◆ WHAT YOU NEED TO DO ◆
Edit all the records below so that "photograph" becomes "image" everywhere, with every other part unchanged. Leave the pictures out of your answer.

[Records for point placement]
· · · · ·
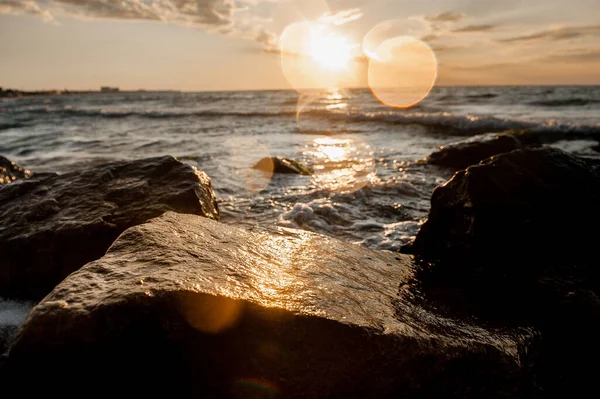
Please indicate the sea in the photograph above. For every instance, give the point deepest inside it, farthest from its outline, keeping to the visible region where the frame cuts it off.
(370, 185)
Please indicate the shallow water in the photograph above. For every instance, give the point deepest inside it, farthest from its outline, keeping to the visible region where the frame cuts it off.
(367, 187)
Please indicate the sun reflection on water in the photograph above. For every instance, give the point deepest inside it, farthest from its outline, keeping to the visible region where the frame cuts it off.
(341, 164)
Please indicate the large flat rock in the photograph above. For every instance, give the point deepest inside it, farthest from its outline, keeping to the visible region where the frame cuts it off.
(187, 307)
(51, 226)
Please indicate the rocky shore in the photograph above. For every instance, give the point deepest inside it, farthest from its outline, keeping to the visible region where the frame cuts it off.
(144, 292)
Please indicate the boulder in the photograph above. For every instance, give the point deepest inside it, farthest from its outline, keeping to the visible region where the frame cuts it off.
(50, 227)
(462, 155)
(513, 241)
(281, 165)
(188, 307)
(10, 171)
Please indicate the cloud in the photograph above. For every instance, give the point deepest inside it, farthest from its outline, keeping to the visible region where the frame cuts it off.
(448, 16)
(557, 34)
(24, 7)
(574, 55)
(474, 28)
(211, 13)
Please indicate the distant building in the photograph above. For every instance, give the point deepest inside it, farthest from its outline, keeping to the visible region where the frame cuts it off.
(106, 89)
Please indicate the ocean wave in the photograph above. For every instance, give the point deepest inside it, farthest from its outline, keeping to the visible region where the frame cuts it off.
(5, 126)
(567, 102)
(100, 113)
(481, 96)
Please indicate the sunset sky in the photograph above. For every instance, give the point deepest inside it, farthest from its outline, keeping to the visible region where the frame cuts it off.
(234, 44)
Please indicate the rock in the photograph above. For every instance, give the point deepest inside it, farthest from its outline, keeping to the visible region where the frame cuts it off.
(12, 315)
(513, 241)
(50, 227)
(202, 309)
(281, 165)
(10, 171)
(463, 155)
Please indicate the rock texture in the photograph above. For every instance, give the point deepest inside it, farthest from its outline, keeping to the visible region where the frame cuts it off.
(513, 240)
(50, 227)
(189, 307)
(281, 165)
(10, 171)
(463, 155)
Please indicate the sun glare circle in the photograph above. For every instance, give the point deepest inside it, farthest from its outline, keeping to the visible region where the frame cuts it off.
(328, 50)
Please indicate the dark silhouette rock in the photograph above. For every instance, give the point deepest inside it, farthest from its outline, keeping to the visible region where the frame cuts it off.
(513, 241)
(202, 309)
(50, 227)
(463, 155)
(10, 171)
(281, 165)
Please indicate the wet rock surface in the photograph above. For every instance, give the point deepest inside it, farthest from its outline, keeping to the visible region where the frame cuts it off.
(10, 171)
(281, 165)
(201, 309)
(52, 225)
(513, 241)
(463, 155)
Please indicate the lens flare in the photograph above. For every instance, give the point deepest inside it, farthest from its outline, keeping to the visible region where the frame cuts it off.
(314, 57)
(402, 71)
(209, 314)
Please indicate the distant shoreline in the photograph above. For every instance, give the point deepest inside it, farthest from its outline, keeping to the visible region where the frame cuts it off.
(15, 93)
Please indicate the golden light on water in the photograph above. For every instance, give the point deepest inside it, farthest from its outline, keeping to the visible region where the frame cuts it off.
(322, 114)
(341, 164)
(402, 71)
(245, 154)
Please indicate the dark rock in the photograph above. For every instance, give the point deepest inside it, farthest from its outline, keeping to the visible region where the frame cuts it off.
(52, 226)
(281, 165)
(196, 308)
(463, 155)
(513, 241)
(10, 171)
(12, 315)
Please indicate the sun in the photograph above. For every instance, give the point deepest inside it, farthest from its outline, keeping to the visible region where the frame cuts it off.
· · · · ·
◆ EXERCISE RESULT ◆
Please indicate the sea in the image above. For every instance, give the point deepest inside it, farthest from its outline, keeping to the visible region where the frame cuts it off.
(370, 185)
Please indicate the shallow water in the image above. For every instance, give the point deepest inside it, farthest from its outline, keeping to the visible region where the frame cuts it off.
(367, 187)
Please indicate the sun reflection on water in the image above. For every instance, give the point deepest inside it, farthest from its outline, keeping to the visible region where the frame cuts it off.
(341, 164)
Please indicate the large flat rock in the image above. For every instance, give the point deepest inside it, farthest from its outline, keeping to the visible region where the frame cuts it off.
(187, 307)
(51, 226)
Please indicate the rocky shore in the image above. For every instance, give the point deepest inside it, farthest from its outline, keeping to the visible region where the frame cuts it off.
(144, 292)
Please indicate the boulder in the image above. For every instance, give the point deepest inside it, farthest from its outline, keeping to the visible region where the frame cuts it off.
(50, 227)
(462, 155)
(513, 241)
(281, 165)
(188, 307)
(10, 171)
Please indicate the cloud in the image above. For every instance, give the point deepest inside it, farthest from its outline, keeping to the visible region where the frame cuts it off.
(448, 16)
(557, 34)
(24, 7)
(574, 55)
(474, 28)
(211, 13)
Please indicate the distant building in the image above. For every instance, give the point deepest inside it, farthest from its outline, keeping to the visible region where the frame cuts it off.
(106, 89)
Please indicate the ocean wave in the image above. For every instance, give the point deepest inside it, farthest from its outline, keeping to the visible region where the frame cuts it off.
(5, 126)
(567, 102)
(100, 113)
(481, 96)
Please indicate the sunset sky in the image above. For every instance, give the point deepest inside it, farthest from its outline, keeping to the visible region where the frame cuts it off.
(234, 44)
Please indicate the rock in the image above. For every instance, give the point deepest inside it, farthest from its outline, keeping to the visible region where the frame cuts it off.
(12, 315)
(513, 241)
(50, 227)
(202, 309)
(281, 165)
(10, 171)
(463, 155)
Please indicate the rock texture in the image above. For every instance, give the point deepest inside it, farthest from its outline, keeping to the visible region where the frame cuts it off.
(513, 240)
(50, 227)
(189, 307)
(281, 165)
(10, 171)
(463, 155)
Please indicate the sun glare circle in the image above. For every instance, give the point deepest inside it, farthest from its outline, keeping to the visible region where the frame cuts it off.
(328, 50)
Please indicate the dark silhouette rock in the image above. For every instance, give the point deepest inside it, farthest from its outline, keeping to the visible region where the frame cuts it off.
(513, 241)
(202, 309)
(50, 227)
(463, 155)
(10, 171)
(281, 165)
Please indicate the wet rock surface in the image above. For every instance, give the point deepest inside it, farthest from its outline, keeping to the visible region where the frame cuts it off.
(10, 171)
(281, 165)
(201, 309)
(52, 225)
(513, 241)
(463, 155)
Please indicate the lens flare in the image above. For every instance, give the point deepest inside it, farthest from its outline, keeping to the visible region where the frame cuts it off.
(314, 57)
(402, 71)
(209, 314)
Please indicate the distant shoreline in the image above. For every instance, give the point deepest inside it, farthest from its outline, keeping to the visible region where the frame cuts it off.
(15, 93)
Please indicate the golden light on water in the image above. For every instance, give the point deepest inside it, farthest from its outline, keeping to the visible region where the frame cuts it off.
(322, 114)
(341, 164)
(402, 71)
(245, 154)
Please indicate the dark rock in the image above. For every instance, give the point deepest inside it, farthest from its outline, keeping to the visible region where the frame cuts it off.
(52, 226)
(281, 165)
(196, 308)
(463, 155)
(513, 241)
(10, 171)
(12, 315)
Please indicate the sun in the image above. For every instance, give the point deepest inside it, farthest from its outline, keeping to the visible region where the frame cuts it off.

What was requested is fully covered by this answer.